### Aim of the task:
Please pull out every line in the items below that contains the string "control". Case counts, so copy only lines where it appears in that exact case.

- - -

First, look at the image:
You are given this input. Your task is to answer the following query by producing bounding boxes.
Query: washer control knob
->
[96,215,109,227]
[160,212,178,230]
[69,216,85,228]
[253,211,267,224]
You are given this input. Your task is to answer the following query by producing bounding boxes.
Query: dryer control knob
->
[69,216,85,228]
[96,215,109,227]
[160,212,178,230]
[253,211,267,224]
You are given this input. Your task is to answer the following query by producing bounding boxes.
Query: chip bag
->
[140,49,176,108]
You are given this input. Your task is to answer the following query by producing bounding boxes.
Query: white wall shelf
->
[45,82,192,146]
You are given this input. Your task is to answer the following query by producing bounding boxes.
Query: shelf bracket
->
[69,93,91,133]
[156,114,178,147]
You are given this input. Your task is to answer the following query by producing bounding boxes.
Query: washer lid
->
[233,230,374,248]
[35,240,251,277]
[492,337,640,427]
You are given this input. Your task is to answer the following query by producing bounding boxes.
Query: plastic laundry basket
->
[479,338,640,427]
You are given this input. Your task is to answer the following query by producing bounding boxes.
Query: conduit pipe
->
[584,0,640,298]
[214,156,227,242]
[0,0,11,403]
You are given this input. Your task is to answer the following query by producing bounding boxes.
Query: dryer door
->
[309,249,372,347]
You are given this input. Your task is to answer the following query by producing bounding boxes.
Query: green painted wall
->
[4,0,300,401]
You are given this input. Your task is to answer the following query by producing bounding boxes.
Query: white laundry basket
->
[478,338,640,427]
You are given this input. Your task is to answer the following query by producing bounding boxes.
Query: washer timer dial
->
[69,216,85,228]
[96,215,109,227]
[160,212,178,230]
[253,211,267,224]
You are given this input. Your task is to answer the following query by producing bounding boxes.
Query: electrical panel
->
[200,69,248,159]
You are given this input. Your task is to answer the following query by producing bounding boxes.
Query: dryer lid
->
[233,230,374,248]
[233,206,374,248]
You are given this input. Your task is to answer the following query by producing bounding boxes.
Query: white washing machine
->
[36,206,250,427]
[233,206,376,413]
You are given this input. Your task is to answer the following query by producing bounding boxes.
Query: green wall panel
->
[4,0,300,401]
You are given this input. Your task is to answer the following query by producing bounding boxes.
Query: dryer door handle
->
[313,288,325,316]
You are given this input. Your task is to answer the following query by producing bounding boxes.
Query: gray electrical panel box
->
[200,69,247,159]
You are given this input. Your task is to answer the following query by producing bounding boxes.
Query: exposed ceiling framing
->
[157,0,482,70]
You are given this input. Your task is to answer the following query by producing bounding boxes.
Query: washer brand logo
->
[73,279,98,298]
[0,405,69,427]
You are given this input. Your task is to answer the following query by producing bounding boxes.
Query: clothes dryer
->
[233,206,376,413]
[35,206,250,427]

- - -

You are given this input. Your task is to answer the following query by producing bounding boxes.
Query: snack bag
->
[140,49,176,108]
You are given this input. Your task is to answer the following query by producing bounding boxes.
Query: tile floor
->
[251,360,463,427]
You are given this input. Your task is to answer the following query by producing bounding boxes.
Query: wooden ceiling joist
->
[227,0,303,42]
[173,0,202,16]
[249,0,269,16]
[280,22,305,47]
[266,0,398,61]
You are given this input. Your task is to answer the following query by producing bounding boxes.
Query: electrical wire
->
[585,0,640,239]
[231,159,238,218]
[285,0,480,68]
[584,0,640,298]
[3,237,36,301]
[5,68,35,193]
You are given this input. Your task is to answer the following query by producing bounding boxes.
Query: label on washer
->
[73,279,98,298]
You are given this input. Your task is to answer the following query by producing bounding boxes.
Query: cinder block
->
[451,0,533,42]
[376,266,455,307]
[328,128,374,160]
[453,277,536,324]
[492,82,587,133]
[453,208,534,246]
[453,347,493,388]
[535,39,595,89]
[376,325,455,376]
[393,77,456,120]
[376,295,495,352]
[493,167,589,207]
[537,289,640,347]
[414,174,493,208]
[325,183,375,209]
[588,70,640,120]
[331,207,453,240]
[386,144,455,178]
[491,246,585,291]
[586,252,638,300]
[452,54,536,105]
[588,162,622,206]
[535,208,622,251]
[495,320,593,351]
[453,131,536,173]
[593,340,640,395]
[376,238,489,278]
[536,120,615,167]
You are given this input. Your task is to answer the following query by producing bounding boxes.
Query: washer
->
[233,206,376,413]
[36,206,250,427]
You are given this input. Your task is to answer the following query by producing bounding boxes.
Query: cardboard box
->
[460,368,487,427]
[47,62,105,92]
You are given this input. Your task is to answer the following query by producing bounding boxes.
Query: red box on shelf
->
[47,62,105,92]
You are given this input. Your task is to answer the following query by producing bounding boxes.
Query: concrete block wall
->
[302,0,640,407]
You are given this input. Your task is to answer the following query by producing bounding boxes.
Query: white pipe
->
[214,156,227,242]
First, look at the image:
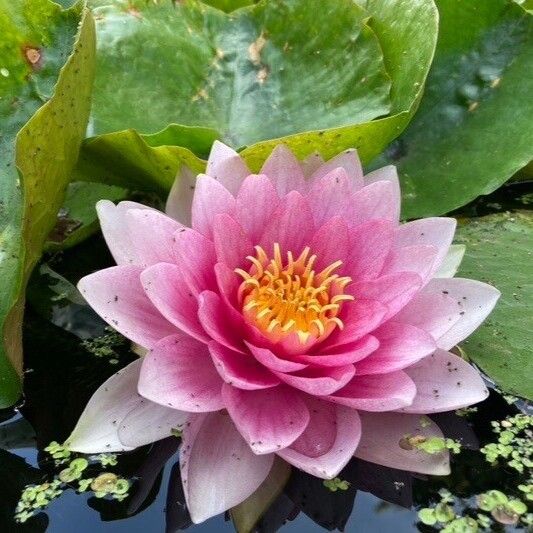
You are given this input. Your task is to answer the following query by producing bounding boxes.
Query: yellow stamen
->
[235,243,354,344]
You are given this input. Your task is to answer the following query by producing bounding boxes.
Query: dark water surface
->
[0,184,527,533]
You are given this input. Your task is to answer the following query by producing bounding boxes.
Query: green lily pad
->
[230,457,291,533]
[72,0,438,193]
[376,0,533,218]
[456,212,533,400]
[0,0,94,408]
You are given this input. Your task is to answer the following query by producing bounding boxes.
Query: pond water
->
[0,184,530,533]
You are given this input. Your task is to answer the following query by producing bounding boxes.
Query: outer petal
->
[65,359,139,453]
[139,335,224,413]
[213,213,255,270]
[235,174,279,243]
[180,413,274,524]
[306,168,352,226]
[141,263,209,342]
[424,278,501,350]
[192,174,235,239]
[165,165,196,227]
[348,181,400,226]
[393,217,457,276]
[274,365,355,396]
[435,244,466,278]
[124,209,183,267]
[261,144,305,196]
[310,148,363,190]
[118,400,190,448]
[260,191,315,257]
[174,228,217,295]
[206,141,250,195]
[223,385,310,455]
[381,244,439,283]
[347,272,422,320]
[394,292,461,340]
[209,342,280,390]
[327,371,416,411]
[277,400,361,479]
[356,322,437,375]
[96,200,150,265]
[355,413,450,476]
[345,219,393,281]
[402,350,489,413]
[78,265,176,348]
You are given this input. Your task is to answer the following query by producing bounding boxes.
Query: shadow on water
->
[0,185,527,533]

- - -

### Reply to the exercise:
Query: washer control knob
Query: dryer control knob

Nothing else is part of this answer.